Start of RECORDS
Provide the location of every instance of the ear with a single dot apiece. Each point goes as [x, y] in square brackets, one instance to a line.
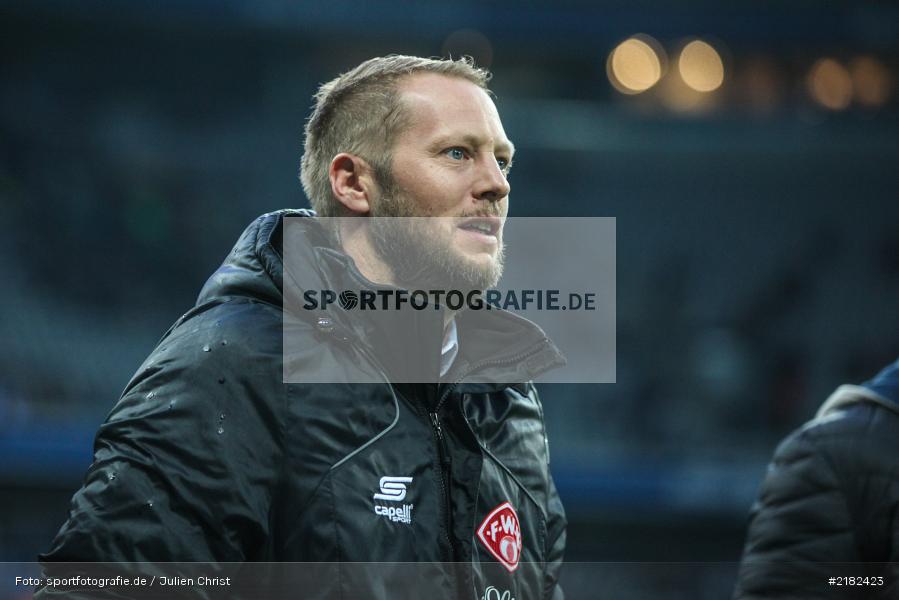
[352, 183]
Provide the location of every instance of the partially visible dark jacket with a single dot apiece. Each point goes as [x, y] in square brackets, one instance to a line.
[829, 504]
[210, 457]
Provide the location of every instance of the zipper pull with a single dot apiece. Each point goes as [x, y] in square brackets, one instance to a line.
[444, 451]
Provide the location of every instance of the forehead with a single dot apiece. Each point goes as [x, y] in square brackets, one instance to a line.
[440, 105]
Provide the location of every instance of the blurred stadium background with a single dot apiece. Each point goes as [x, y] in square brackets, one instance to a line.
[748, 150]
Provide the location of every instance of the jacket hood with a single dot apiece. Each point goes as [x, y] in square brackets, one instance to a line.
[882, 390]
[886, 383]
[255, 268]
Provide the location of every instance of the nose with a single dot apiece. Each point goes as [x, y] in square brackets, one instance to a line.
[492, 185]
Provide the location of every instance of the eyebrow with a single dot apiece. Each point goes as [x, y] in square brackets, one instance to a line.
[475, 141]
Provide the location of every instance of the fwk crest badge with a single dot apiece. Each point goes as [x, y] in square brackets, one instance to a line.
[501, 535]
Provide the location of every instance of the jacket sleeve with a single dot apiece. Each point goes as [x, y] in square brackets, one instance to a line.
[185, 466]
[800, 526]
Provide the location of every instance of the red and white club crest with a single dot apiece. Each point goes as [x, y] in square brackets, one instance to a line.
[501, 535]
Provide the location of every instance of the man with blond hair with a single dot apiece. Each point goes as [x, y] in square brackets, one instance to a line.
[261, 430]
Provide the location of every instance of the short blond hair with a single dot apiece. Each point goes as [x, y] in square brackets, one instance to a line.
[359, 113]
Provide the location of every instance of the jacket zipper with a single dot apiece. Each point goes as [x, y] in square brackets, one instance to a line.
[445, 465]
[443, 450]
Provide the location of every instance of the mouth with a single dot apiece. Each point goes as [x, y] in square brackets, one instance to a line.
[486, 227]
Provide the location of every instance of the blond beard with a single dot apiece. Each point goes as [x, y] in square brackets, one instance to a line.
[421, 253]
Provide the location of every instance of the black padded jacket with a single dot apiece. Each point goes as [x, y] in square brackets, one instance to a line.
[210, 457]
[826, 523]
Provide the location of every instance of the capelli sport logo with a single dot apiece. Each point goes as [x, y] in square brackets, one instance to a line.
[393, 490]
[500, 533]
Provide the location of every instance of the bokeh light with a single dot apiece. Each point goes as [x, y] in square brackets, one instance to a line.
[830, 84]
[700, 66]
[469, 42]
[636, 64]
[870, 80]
End of RECORDS
* **EXERCISE DIRECTIONS**: Your copy of the material above should be exact and free of pictures.

* **WRITTEN RESPONSE**:
Provide the location of every instance of the ear with a single dot apiece. Each point goes as [x, y] in square brackets, one instance to a line.
[352, 183]
Provide the location of every instance of the partially visible dark jacket with a single dot apiece. Each point goes as [x, y] in square brackets, one instance to a line.
[829, 504]
[210, 457]
Provide the location of every instance of the zipper pull with a single dot apiece. Each point goes as [x, y] in square brackets, one instance to a line.
[444, 451]
Provide the location of every instance of the forehead with a single dot apiece. Each point goes as [x, y] in square brackets, one instance to a line.
[440, 105]
Provide the location of every instance of the blurred stadium background with a single dot apiece. Each point goes as [x, y] in square brackets, one instance to a line.
[748, 150]
Provide the location of every instance of the jacket hood with a single dot apiece. Each point goes as [x, y] in square brackets, one instance to a line.
[882, 390]
[886, 383]
[255, 268]
Provide the location of every instance of the nose with a single dot apiece. Each point goes as [x, y] in square brackets, one instance to a line.
[492, 185]
Provide the location of every instance of the eyebrow with a single dot apiece. Each point goes as [x, y] in square brackets, one instance to a line.
[475, 141]
Provide the location of every instance of the fwk crest badge with a single dot apiece. Each point goes as [x, y] in square brackets, one instance to a line.
[501, 535]
Provide the location of every instance of the jacket sleeve with a single dot apiece. Each point goes as [x, y] in square brackets, one instance to a line.
[185, 466]
[800, 526]
Provide the location of every instance of the red and white club crest with a single dot apiece. Each point goes as [x, y] in square brackets, one instance to a line.
[501, 535]
Provide the location of every instance of the man with blond hair with a single dot apiece. Each point goes as [x, y] in square brackets, one instance to a line.
[261, 430]
Provide the location of every instance of the short blond hair with a single dot apiece. Each point goes as [x, y] in square brackets, one instance to a line.
[359, 113]
Provide the location of every instance of the jacket zipper with a single dot apiece. Each point goes as [x, y] in square brackets, one instance to a line.
[445, 465]
[443, 450]
Provide the location of every instance of the mouth with a single dot apiece. Each point goes as [x, y] in square brackets, one instance to a line.
[486, 227]
Provide the location of every instance of the blond beard with a single dot apiece. Each point goes as [x, y] in square brackets, one instance to a line.
[421, 253]
Provide the location of every instance of the black padded jacket with a single dot apiece. Each point goes as [x, y] in square brackets, one instance to a line.
[210, 457]
[826, 523]
Provide the location of every instance of the capelli sport logo with a single dot apiece. Each point goes as [x, y] in square brackets, one instance to a line.
[393, 490]
[500, 533]
Provide the location of every instance of the bokeh light with a single dot apiece. Each point goes as [x, y] in square brackets, one instance to a line.
[830, 84]
[700, 66]
[469, 42]
[636, 64]
[870, 80]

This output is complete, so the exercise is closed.